Directives
1. Name every kind of household machine that the passage on home energy terms gives as an example of a smart appliance.
2. Gather each line of the records that contains the string "long".

Passage shown
________

A recent survey by Pike Research has found that consumer interest in home energy management and smart appliances is quite strong, with smart meters and demand response enjoying lower levels of interest.
So what do all these terms really mean?
Home energy management systems may include energy monitors that display electricity usage and technology that allows devices to be automatically shut off to save you energy and money. We’ve written a lot about energy monitors on this blog, so feel free to peruse some of the articles. (Hint: Type in “energy monitor” with quotes in our search bar.)
Smart appliances will include washers, dryers, dishwashers and the like that can communicate directly to a two-way smart meter so that they can be shut off or powered down during peak load periods. Some smart appliances may also be programmed to operate only when electricity rates are lower (see time of use pricing, below). We’ll start seeing smart appliances from companies like Whirlpool and GE in 2011. In a separate report, Pike Research says that by the end of the decade, smart appliances will have about 8 percent of the appliance market, with about 118 million units sold.
OK, now for the terms people seem to be having trouble with.
Smart meters are just two-way communicating electric meters that are required for smart grid services. The vast majority of the electric meters today are one-way, communicating only your home’s electricity usage in kilowatt hours to the utility, probably to a guy driving by in a utility truck with an RF (radio frequency) receiver. Two-way smart meters allow the utility to send the home signals, such as rate information and data about demand response programs (see next).

________

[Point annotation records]
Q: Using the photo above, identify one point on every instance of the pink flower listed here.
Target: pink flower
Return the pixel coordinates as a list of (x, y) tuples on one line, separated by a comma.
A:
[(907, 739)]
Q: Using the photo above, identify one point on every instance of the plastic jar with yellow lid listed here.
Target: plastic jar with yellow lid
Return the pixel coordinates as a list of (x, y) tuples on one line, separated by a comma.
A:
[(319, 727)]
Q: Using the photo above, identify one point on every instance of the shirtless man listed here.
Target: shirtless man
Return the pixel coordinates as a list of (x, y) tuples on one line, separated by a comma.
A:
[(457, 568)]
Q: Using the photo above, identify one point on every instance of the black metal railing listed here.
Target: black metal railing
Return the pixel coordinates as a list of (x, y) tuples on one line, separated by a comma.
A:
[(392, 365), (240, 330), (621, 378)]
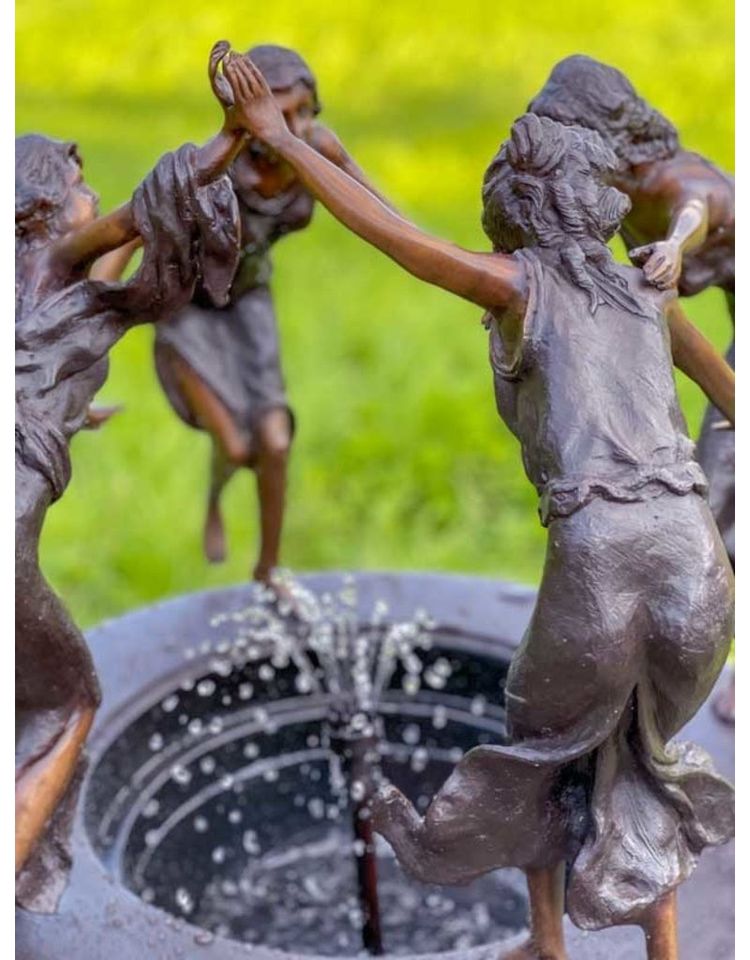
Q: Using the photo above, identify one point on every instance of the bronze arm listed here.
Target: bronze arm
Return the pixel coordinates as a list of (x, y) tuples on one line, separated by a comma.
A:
[(698, 359)]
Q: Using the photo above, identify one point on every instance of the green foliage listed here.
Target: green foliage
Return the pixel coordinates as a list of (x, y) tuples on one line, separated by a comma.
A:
[(400, 460)]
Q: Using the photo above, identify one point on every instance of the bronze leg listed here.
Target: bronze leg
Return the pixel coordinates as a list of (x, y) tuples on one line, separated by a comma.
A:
[(547, 902), (41, 785), (660, 928), (230, 450), (274, 438)]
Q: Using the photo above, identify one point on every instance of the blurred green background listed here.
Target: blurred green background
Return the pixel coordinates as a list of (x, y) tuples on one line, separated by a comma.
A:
[(400, 460)]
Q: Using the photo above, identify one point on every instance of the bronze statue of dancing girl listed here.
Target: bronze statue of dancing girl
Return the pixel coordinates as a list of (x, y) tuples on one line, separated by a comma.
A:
[(633, 618), (65, 326), (221, 368), (680, 228)]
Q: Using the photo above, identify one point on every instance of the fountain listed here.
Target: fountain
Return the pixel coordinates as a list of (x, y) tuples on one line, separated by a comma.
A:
[(225, 807)]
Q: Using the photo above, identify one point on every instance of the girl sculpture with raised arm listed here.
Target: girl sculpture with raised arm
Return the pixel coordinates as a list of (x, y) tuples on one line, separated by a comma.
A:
[(65, 327), (221, 368), (633, 618), (680, 227)]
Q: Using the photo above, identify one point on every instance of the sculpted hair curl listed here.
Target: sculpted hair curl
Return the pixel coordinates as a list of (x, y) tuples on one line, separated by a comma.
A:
[(282, 68), (42, 166), (547, 188), (584, 92)]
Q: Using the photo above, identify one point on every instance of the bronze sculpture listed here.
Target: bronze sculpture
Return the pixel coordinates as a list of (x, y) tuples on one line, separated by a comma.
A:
[(185, 213), (680, 227), (633, 620), (221, 368)]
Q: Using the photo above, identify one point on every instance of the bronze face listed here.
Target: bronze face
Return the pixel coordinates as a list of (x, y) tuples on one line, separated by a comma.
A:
[(82, 203)]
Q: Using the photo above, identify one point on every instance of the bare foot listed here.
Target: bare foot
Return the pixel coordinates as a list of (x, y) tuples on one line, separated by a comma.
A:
[(214, 542), (41, 784), (723, 703), (527, 951)]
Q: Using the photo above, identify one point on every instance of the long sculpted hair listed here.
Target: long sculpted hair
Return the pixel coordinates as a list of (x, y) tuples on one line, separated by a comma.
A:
[(547, 189), (584, 92), (282, 68)]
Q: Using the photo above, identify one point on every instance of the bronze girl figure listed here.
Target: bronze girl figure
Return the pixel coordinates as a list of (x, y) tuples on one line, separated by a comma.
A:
[(221, 369), (65, 326), (680, 228), (633, 619)]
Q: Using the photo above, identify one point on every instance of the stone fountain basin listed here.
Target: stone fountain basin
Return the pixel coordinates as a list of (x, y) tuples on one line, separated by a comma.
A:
[(141, 658)]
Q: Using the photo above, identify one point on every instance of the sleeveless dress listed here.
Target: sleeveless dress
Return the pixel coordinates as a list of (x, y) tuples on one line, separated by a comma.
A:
[(235, 350), (631, 627)]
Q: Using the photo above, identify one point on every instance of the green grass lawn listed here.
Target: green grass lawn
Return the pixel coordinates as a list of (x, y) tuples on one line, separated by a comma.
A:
[(400, 460)]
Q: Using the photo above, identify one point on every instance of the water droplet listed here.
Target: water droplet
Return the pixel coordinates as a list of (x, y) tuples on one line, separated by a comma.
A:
[(207, 765), (181, 774), (439, 717), (478, 705), (250, 842), (316, 807), (410, 684), (411, 734), (183, 900)]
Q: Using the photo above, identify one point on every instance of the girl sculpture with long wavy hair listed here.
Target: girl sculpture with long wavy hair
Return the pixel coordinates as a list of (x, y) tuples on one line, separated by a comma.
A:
[(66, 323), (633, 618), (680, 228)]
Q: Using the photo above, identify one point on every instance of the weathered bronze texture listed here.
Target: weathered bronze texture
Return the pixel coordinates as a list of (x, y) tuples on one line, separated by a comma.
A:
[(680, 227), (185, 213), (634, 614)]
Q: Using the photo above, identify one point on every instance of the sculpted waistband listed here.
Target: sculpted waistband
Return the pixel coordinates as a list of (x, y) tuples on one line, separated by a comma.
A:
[(561, 498)]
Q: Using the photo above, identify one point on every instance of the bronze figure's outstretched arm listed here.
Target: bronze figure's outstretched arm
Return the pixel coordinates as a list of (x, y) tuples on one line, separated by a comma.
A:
[(493, 281), (662, 260), (328, 144), (698, 359), (81, 247)]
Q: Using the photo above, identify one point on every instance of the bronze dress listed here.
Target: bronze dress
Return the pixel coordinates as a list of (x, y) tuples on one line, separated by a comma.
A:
[(712, 265), (235, 350), (631, 627)]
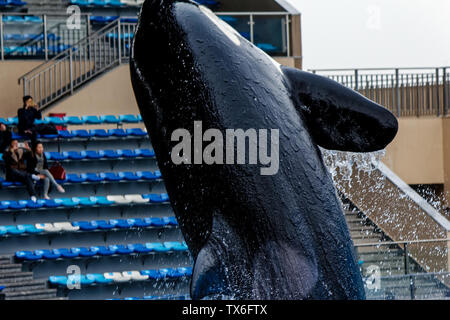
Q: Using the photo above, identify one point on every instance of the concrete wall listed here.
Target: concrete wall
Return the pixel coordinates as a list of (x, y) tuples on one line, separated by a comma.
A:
[(416, 154), (10, 91)]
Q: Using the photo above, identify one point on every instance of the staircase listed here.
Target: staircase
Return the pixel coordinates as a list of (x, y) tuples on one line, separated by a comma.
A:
[(85, 60), (20, 285)]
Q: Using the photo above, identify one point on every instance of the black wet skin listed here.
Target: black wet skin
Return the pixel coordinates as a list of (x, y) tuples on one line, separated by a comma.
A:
[(252, 237)]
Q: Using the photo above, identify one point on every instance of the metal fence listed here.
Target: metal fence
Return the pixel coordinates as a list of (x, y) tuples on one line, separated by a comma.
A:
[(404, 91), (390, 272), (104, 49)]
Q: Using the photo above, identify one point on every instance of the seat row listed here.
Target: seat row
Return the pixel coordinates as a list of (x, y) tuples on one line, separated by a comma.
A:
[(101, 251), (84, 202), (89, 134), (22, 19), (98, 155), (83, 120), (93, 225), (12, 3), (120, 277), (92, 177)]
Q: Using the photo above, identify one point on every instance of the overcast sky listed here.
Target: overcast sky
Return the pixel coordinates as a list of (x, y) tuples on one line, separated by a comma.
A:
[(375, 33)]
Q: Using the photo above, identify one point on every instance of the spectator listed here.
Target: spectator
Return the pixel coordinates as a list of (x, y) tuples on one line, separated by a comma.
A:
[(27, 115), (37, 164), (5, 138), (15, 167)]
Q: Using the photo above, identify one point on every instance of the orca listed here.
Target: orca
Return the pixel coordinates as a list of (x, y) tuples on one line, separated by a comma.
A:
[(252, 236)]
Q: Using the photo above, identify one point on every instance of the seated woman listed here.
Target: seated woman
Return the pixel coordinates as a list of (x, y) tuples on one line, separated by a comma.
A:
[(37, 165), (15, 166)]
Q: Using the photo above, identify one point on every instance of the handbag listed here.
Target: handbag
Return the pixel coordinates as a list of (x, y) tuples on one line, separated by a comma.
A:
[(58, 172)]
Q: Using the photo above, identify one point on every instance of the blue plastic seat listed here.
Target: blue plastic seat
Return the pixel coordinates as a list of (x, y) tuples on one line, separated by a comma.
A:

________

Answers to the exercise
1. Washers, dryers, dishwashers

2.
Q: Using the photo above, identify one point on every instance of the long sculpted hair listed here.
Target: long sculpted hair
Q: Using the photo above, identify one point on every instance of the girl sculpture with long wavy hair listed here.
Target: girl sculpture with long wavy hair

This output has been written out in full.